TEXT SECTION:
·····
Griese yapped back, "No, and you shouldn't have asked."
For father and son the Rose Bowl was the last stop on a unique
journey that so often had found the old man high above the field
in a broadcast booth, straining to throttle his emotions while
the boy played out his own football dream. Sometimes it had been
so difficult. When Bob worked the SEC Championship Game in
Atlanta on Dec. 6, he and fellow announcer Keith Jackson were
joined in the booth by Archie Manning, whose son Peyton was on
the field for Tennessee against Auburn. After a Volunteers
receiver dropped a ball, Archie whispered into Griese's ear,
"Bob, this is killing me." Remembering the moment while
celebrating the Rose Bowl victory, Griese said, "I know exactly
how Archie felt."
Trying to remain detached was hardest for Griese in Pasadena. On
the day before the Rose Bowl, he had gone to the stadium during
Michigan's light walk-through, just to have his picture taken
with Brian in uniform, because he didn't have such a photo.
Watching the game, Bob was almost overwhelmed: "I said to
myself, Is this really happening? I said it a lot."
The room at the Ritz-Carlton was filled with family members and
close friends, including Brian's girlfriend, Michigan senior
Nicole Rietscha. At the start of the party the Grieses took
their annual Christmas picture, seven days late but all smiles.
·····
DATA:
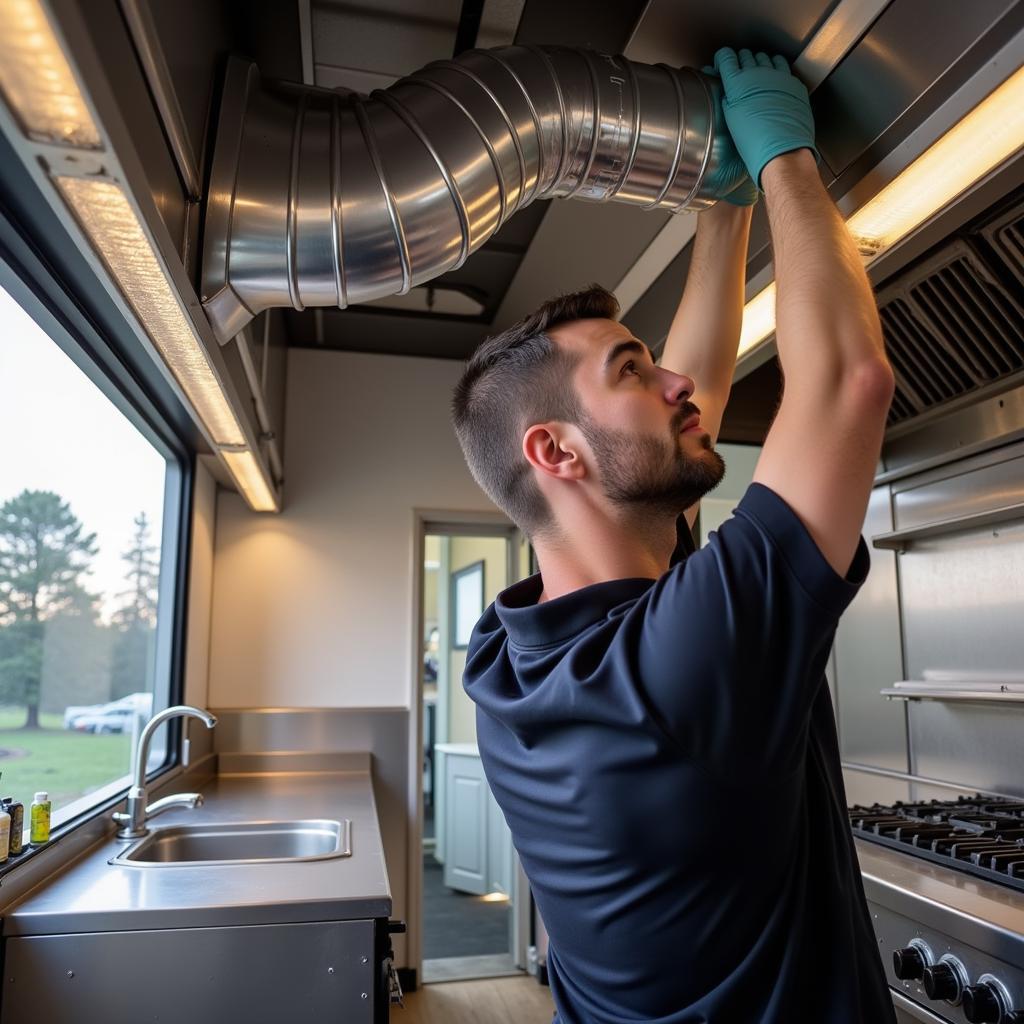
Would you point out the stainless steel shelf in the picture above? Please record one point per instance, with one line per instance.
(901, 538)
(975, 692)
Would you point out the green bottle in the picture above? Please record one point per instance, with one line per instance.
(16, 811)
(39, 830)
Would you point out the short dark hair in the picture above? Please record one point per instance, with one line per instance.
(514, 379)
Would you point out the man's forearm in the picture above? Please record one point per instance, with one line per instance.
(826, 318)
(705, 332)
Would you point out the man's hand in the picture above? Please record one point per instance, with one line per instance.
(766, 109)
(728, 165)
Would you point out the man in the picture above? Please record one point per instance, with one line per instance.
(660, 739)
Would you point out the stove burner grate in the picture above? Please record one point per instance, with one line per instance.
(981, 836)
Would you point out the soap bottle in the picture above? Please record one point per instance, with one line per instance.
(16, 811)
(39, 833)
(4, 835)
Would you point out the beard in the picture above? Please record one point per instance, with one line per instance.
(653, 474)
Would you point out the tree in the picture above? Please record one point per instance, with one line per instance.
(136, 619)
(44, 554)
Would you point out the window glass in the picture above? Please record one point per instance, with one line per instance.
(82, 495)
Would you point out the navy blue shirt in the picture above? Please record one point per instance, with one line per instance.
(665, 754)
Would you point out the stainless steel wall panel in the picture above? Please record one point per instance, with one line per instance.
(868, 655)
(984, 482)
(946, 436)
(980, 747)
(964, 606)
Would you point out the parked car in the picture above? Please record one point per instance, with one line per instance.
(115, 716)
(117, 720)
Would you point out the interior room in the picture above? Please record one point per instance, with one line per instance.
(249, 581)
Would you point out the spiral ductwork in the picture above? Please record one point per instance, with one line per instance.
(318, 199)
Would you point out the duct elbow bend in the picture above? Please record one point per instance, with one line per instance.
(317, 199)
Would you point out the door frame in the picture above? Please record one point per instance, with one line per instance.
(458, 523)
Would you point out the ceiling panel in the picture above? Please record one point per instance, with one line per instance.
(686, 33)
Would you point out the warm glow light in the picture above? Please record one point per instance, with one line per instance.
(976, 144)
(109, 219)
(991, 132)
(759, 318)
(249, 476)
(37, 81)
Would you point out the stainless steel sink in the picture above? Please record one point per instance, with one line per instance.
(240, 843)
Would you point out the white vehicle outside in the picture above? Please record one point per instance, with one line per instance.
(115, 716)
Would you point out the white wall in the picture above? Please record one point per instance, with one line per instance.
·····
TASKS TO CARRY OUT:
1. In the passage on Bob and Brian Griese at the Rose Bowl, why did Bob go to the stadium on the day before the game?
2. Resume the passage on Bob and Brian Griese at the Rose Bowl, picking up after its final sentence about the family's Christmas picture.

LIST OF ANSWERS:
1. He went to have his picture taken with Brian in uniform, because he didn't have such a photo.

2.
Family is at the core of Brian's success. It was in the spring
of '96, after helping Michigan upset Ohio State in the '95
regular-season finale (he played only because starter Scott
Dreisbach had injured his thumb earlier in the year) that Griese
had too much to drink and took out his football frustrations on
a bar window. He pleaded guilty to malicious destruction of
property and was suspended indefinitely from the football team.
He was even barred from the mandatory "volunteer" off-season
workouts and from Schembechler Hall, which houses the football
offices and training and weight rooms. With two years of
eligibility left, he could have been finished as a player at
Michigan. Instead, he formed his own regimen. He lifted the same
time his teammates lifted, except in a student facility. He ran
whenever they ran, except he ran alone on the track. Griese came
to Michigan as a walk-on, thus he knew about starting from
scratch. He attended the spring game and sat on the ground
behind one of the goalposts. Bob Griese also attended, angry at
his youngest son, but supporting him, too.
Last Thursday night Brian stood on a patio outside the party. "I
made a very bad decision that night," he said of the incident at
the bar. "It cost me. People questioned my character. I
embarrassed my family. I remember going to that spring game and
just thinking about what I was missing and how much I wanted to
be a part of it--any part of it--again."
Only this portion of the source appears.